STATED EXERCISE: Write out every one of the items below word for word, leaving the pictures out of your answer.

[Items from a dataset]
○ ○ ○

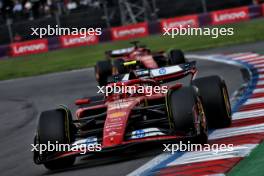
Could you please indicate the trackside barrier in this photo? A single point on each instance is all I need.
(262, 9)
(130, 31)
(134, 31)
(29, 47)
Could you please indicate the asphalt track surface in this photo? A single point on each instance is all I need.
(21, 100)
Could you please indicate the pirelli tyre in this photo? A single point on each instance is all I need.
(216, 102)
(176, 57)
(55, 126)
(103, 69)
(184, 106)
(119, 66)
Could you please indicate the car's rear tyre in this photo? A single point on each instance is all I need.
(55, 126)
(176, 57)
(103, 69)
(119, 66)
(216, 101)
(183, 106)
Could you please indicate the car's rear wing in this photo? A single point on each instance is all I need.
(119, 52)
(163, 74)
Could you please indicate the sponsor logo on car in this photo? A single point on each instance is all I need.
(162, 71)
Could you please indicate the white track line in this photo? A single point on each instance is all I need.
(201, 156)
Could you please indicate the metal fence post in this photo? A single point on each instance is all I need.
(204, 5)
(10, 33)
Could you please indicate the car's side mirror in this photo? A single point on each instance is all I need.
(82, 101)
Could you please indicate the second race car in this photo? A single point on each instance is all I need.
(124, 60)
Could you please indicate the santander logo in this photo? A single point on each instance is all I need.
(29, 48)
(230, 16)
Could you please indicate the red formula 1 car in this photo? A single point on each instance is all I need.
(135, 117)
(124, 60)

○ ○ ○

SOLUTION FOR THIS EXERCISE:
Could you please indicate the trackside barrier in this photo? A single point on each instance is all I need.
(262, 9)
(130, 31)
(134, 31)
(29, 47)
Could you please indicate the asphalt track surface in this photo? A single point on each instance is all I need.
(21, 100)
Could you please indicate the pirelli tyre in this photo? A single point on each instance is all I need.
(216, 102)
(176, 57)
(55, 126)
(103, 69)
(184, 106)
(119, 66)
Could you please indicate the car's rear tyre in this photo? A single point on each instance is all I need.
(55, 126)
(176, 57)
(103, 69)
(119, 66)
(216, 101)
(183, 106)
Could you please indicate the car's rear wing in this photo? A single point on each instance is all I need.
(119, 52)
(163, 74)
Could you please indicate the sponsor logo on car in this photo? A single point on each instance is all I need.
(162, 71)
Could you please indicate the white track line in this photo? A single point on each instance is all I need.
(201, 156)
Could you please indicate the metal fence post in this photo? A single point on each instance is all I need.
(204, 5)
(10, 33)
Could you please indicate the car's side mirror in this photo? A single point on each instance is all I need.
(82, 101)
Could you please indicate the second race car in this photo? A single point on each instance is all I need.
(124, 60)
Could you please indicate the santander logo in this photo? A single point on each instance is all I need.
(29, 48)
(230, 16)
Could you please indicate the red formula 1 car in this photo? A single point on each instance is all I need.
(135, 117)
(124, 60)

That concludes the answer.